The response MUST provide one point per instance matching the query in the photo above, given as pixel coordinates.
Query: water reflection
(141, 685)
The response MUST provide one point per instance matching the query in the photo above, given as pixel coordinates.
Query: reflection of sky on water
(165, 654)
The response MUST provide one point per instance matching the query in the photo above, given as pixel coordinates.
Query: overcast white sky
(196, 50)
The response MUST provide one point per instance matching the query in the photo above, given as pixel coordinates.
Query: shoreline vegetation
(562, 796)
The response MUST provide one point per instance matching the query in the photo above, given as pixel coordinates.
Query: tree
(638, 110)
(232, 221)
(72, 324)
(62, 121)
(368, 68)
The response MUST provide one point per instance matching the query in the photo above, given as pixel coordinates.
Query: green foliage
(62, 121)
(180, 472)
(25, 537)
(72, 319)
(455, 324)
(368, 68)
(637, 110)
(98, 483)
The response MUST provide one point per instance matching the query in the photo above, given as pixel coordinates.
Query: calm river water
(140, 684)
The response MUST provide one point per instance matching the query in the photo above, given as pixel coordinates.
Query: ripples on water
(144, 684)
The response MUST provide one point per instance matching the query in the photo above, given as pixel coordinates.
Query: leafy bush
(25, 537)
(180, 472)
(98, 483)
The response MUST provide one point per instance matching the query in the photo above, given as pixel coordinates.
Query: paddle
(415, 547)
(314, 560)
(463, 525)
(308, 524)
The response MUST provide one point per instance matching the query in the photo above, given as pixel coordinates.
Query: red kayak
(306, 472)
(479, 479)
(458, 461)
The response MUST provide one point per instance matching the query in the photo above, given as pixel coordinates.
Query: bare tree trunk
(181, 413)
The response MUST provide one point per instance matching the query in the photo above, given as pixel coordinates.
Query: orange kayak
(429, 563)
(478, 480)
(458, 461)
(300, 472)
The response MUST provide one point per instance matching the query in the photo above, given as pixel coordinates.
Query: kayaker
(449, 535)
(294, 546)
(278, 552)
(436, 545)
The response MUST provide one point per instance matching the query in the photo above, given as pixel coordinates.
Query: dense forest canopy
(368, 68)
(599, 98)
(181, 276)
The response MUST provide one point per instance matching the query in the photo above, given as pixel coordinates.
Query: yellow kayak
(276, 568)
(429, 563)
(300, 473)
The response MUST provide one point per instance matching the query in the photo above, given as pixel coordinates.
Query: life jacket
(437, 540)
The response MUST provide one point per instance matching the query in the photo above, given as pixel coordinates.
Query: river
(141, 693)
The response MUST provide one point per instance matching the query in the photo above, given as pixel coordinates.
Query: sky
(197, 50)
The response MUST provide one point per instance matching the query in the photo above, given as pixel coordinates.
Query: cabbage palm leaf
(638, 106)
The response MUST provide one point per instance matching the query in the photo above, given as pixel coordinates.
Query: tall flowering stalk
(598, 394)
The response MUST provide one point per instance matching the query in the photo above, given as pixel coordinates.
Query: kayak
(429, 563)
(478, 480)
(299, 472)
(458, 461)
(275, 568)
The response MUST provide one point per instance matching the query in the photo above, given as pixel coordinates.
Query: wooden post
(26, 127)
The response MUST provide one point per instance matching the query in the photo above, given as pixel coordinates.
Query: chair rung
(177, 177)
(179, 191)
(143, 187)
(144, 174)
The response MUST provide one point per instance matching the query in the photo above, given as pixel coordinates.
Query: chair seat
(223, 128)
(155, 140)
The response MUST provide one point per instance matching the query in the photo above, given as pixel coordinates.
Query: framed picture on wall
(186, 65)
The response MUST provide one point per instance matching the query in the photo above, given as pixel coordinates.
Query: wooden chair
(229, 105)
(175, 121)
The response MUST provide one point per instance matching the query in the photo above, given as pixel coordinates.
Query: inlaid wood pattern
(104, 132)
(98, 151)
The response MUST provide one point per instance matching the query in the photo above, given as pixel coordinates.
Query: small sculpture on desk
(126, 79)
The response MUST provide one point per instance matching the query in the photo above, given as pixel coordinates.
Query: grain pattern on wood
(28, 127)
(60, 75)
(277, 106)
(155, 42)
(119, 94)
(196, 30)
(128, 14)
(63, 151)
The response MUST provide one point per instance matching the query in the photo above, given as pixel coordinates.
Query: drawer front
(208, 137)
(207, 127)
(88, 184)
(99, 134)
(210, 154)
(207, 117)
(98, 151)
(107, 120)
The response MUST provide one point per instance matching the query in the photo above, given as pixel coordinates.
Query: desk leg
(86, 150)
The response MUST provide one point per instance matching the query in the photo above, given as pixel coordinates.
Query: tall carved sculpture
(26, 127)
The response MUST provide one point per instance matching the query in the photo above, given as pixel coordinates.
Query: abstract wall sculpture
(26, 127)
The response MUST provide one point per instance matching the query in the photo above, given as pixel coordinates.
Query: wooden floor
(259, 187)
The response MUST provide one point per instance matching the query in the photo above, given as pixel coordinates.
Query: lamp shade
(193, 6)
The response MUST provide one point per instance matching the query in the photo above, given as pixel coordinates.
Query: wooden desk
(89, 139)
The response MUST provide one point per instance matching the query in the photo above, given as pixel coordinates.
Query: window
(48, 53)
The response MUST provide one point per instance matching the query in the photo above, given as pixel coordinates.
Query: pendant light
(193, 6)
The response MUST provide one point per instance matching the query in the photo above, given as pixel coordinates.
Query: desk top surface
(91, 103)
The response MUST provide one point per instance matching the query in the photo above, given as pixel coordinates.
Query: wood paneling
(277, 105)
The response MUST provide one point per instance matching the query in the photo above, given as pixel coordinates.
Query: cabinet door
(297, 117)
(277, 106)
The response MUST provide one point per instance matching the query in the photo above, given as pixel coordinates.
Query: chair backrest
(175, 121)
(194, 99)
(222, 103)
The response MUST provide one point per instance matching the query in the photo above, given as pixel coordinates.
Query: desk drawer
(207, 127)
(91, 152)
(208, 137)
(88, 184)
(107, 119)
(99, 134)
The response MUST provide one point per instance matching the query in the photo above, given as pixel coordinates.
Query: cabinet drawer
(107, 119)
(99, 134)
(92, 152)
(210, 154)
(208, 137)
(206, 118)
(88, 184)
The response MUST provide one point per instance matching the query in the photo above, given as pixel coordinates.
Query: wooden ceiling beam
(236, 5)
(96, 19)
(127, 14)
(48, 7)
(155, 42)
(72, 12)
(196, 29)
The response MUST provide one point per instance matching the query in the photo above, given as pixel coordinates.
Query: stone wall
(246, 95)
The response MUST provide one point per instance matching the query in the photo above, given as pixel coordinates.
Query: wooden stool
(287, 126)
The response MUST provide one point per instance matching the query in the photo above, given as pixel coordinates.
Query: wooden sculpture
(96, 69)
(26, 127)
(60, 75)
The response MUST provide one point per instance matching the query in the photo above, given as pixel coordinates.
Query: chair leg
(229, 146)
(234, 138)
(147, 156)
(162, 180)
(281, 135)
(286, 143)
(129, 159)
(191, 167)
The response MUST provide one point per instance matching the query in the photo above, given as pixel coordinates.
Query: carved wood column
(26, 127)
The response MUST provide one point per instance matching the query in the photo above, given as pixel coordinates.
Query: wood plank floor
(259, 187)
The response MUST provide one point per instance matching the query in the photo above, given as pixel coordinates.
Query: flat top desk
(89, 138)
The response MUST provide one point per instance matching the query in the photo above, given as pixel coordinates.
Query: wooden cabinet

────

- **TASK ITEM**: Give back the material in full, word for word.

- **YOUR SOLUTION**:
The response MUST provide one point per instance matching the query in the photo above, given as pixel coordinates.
Query: water reflection
(141, 685)
The response MUST provide one point per instance matching the query in the photo above, given as pixel coordinates.
Query: reflection of sky on water
(165, 654)
The response MUST provide one point per instance matching the query in the photo above, given as pixel coordinates.
Query: overcast white sky
(196, 50)
The response MUST provide one point per instance matching the query in the photo above, given as pixel coordinates.
Query: shoreline vegetation
(562, 796)
The response MUST provide one point per instance matching the query in the photo above, given as pixel coordinates.
Query: tree
(638, 110)
(232, 221)
(72, 324)
(62, 121)
(368, 68)
The response MUST provide one point per instance matching the query in the photo above, given as pixel coordinates.
Query: green foliage
(62, 121)
(180, 472)
(25, 537)
(72, 319)
(455, 324)
(368, 68)
(637, 110)
(98, 483)
The response MUST provide one point per instance matching the query in the photo above, given as pixel coordinates.
Query: calm river water
(140, 684)
The response MUST provide one point per instance matching the query in the photo above, given as pixel coordinates.
Query: ripples on water
(144, 684)
The response MUST provide one point per instance matching the query in the photo above, given as pixel coordinates.
Query: leafy bush
(25, 537)
(180, 472)
(98, 483)
The response MUST provide one point per instance matching the query in the photo above, given as pixel coordinates.
Query: paddle
(415, 547)
(314, 560)
(463, 525)
(308, 524)
The response MUST provide one point per instance matching the query in the photo above, given as pixel coordinates.
Query: red kayak
(306, 472)
(479, 479)
(458, 461)
The response MUST provide one point per instance matching the query in the photo above, given as pixel coordinates.
Query: bare tree trunk
(181, 413)
The response MUST provide one point per instance matching the query in the photo above, given as pixel coordinates.
Query: orange kayak
(429, 563)
(478, 480)
(458, 461)
(300, 472)
The response MUST provide one point per instance matching the query in the photo above, given as pixel coordinates.
Query: kayaker
(449, 535)
(294, 546)
(278, 552)
(436, 545)
The response MUST provide one point per instance matching the query in the photo above, given as pixel coordinates.
Query: dense forest canopy
(368, 68)
(599, 98)
(181, 276)
The response MUST provide one point per instance matching the query in the photo above, given as pixel coordinates.
Query: yellow kayak
(276, 568)
(429, 563)
(300, 473)
The response MUST provide one point per instance matching the query in the photo above, given as pixel coordinates.
Query: life jacket
(437, 540)
The response MUST provide one point per instance matching the query in the photo above, given as pixel coordinates.
Query: river
(141, 693)
The response MUST provide one point per instance matching the query in the photo above, given as pixel coordinates.
Query: sky
(197, 50)
The response MUST provide one point per instance matching the query in the photo above, given as pixel coordinates.
Query: cabbage palm leaf
(638, 106)
The response MUST provide one point per instance matching the query in the photo above, given as pixel coordinates.
Query: tall flowering stalk
(598, 394)
The response MUST provide one point per instance matching the query in the photo above, given as pixel coordinates.
Query: kayak
(429, 563)
(478, 480)
(299, 472)
(458, 461)
(275, 568)
The response MUST provide one point per instance matching the query in the photo above, given as pixel coordinates.
Query: wooden post
(26, 127)
The response MUST provide one point per instance matching the query in the photo above, given as pixel coordinates.
Query: chair rung
(177, 177)
(179, 191)
(143, 187)
(144, 174)
The response MUST provide one point per instance matching the query in the photo above, given as pixel coordinates.
Query: chair seat
(223, 128)
(155, 140)
The response MUST provide one point per instance matching the query in the photo above, given as pixel coordinates.
Query: framed picture on wall
(186, 65)
The response MUST provide one point per instance matching the query in the photo above, given as pixel coordinates.
Query: wooden chair
(229, 105)
(175, 121)
The response MUST provide one point per instance matching the query in the photo above, given as pixel coordinates.
Query: inlaid wood pattern
(104, 132)
(98, 151)
The response MUST provide one point per instance matching the query in the photo above, given as pixel coordinates.
Query: small sculpture on desk
(126, 79)
The response MUST provide one point per instance matching the query in the photo above, given as pixel coordinates.
Query: grain pattern on wood
(28, 127)
(60, 75)
(277, 106)
(155, 42)
(119, 94)
(196, 30)
(128, 14)
(63, 151)
The response MUST provide one point per instance matching the query in the photo above, given as pixel coordinates.
Query: drawer front
(208, 137)
(207, 127)
(88, 184)
(99, 134)
(210, 154)
(207, 117)
(98, 151)
(107, 120)
The response MUST provide one point per instance matching the query in the photo above, given as pixel coordinates.
Query: desk leg
(86, 150)
The response MUST provide one point per instance matching the query in the photo above, given as pixel coordinates.
Query: tall carved sculpture
(26, 127)
The response MUST provide one point per instance matching the query in the photo above, given as pixel coordinates.
Query: abstract wall sculpture
(26, 127)
The response MUST provide one point per instance matching the query in the photo above, given as pixel coordinates.
Query: wooden floor
(259, 187)
The response MUST provide one point per instance matching the query in the photo above, given as pixel coordinates.
Query: lamp shade
(193, 6)
The response MUST provide one point per instance matching the query in the photo above, given as pixel coordinates.
Query: wooden desk
(89, 139)
The response MUST provide one point per instance matching the query in the photo above, given as pixel coordinates.
Query: window
(48, 53)
The response MUST provide one point per instance matching the query in the photo above, given as pixel coordinates.
Query: pendant light
(193, 6)
The response MUST provide one point per instance matching the query in the photo above, given as pixel coordinates.
Query: desk top surface
(91, 103)
The response MUST provide one point per instance matching the query in the photo above, given as pixel coordinates.
Query: wood paneling
(277, 105)
The response MUST provide one point per instance matching the query in the photo above, given as pixel coordinates.
Query: cabinet door
(297, 117)
(277, 106)
The response MUST provide one point per instance matching the query in the photo above, given as pixel coordinates.
Query: chair backrest
(175, 121)
(194, 99)
(222, 103)
The response MUST provide one point per instance matching the query in the photo above, given as pixel coordinates.
Query: desk drawer
(207, 127)
(91, 152)
(208, 137)
(88, 184)
(107, 119)
(99, 134)
The response MUST provide one point per instance matching the query in the photo above, given as pixel coordinates.
Query: cabinet drawer
(107, 119)
(99, 134)
(92, 152)
(210, 154)
(208, 137)
(206, 118)
(88, 184)
The response MUST provide one point per instance matching the query in the photo above, given as pixel coordinates.
Query: wooden ceiling beam
(236, 5)
(96, 19)
(127, 14)
(48, 7)
(155, 42)
(72, 12)
(196, 29)
The response MUST provide one point per instance matching the query in the photo above, given as pixel coordinates.
Query: stone wall
(246, 95)
The response MUST provide one point per instance matching the query in the photo above, given as pixel coordinates.
Query: wooden stool
(287, 126)
The response MUST provide one point per instance matching the query in the photo above, given as pixel coordinates.
Query: wooden sculpture
(96, 69)
(26, 127)
(60, 75)
The response MUST provide one point per instance matching the query in the photo above, given as pixel coordinates.
Query: chair leg
(229, 146)
(234, 138)
(147, 156)
(162, 180)
(281, 135)
(286, 143)
(129, 159)
(191, 167)
The response MUST provide one point per instance matching the query in the photo above, given as pixel coordinates.
Query: carved wood column
(26, 127)
The response MUST provide one point per instance matching the query in the photo above, given as pixel coordinates.
Query: wood plank floor
(259, 187)
The response MUST provide one point per instance matching the query in the photo above, given as pixel coordinates.
Query: flat top desk
(89, 138)
The response MUST provide one point per instance matching the query in the photo above, given as pixel coordinates.
Query: wooden cabinet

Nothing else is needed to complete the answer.